What the task asks -
Look for the string "wall" in the data below, and copy each line that holds it.

The data -
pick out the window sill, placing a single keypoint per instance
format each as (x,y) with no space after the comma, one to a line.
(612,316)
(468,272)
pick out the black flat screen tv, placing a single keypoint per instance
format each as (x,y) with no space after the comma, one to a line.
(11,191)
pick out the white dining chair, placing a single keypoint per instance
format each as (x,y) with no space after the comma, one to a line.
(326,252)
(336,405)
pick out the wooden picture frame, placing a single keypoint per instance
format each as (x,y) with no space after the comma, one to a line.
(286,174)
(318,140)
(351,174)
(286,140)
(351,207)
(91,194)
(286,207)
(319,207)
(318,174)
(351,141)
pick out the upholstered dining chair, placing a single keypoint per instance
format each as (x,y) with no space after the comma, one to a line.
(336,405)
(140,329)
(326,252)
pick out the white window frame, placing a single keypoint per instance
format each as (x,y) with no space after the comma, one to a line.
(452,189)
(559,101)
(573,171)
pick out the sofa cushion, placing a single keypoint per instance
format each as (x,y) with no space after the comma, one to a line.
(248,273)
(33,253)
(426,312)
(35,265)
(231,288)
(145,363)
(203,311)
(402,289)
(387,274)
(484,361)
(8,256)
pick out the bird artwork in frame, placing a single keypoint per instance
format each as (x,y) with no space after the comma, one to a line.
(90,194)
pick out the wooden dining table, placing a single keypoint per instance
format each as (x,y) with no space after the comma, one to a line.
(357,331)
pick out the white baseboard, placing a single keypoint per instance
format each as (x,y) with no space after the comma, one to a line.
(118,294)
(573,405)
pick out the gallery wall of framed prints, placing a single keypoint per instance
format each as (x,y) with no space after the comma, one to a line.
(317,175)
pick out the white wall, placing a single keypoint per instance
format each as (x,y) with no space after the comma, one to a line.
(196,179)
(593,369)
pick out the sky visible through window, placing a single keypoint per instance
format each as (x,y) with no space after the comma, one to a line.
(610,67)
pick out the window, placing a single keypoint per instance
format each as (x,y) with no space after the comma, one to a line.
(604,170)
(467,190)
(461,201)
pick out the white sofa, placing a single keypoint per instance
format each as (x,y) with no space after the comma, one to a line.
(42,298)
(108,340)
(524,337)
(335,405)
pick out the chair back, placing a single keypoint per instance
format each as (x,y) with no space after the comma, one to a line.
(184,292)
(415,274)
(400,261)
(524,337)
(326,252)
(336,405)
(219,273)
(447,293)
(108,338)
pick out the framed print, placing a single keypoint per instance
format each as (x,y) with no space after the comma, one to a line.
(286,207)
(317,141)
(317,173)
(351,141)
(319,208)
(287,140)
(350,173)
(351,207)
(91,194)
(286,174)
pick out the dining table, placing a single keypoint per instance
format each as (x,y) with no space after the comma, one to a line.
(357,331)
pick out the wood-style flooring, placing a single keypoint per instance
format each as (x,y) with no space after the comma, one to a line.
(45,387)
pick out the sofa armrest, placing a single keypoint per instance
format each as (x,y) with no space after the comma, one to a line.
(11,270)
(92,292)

Reply -
pick out the gallery wall of framed prints, placing a single keypoint per instance
pick out the white wall, placing a single keypoint per instance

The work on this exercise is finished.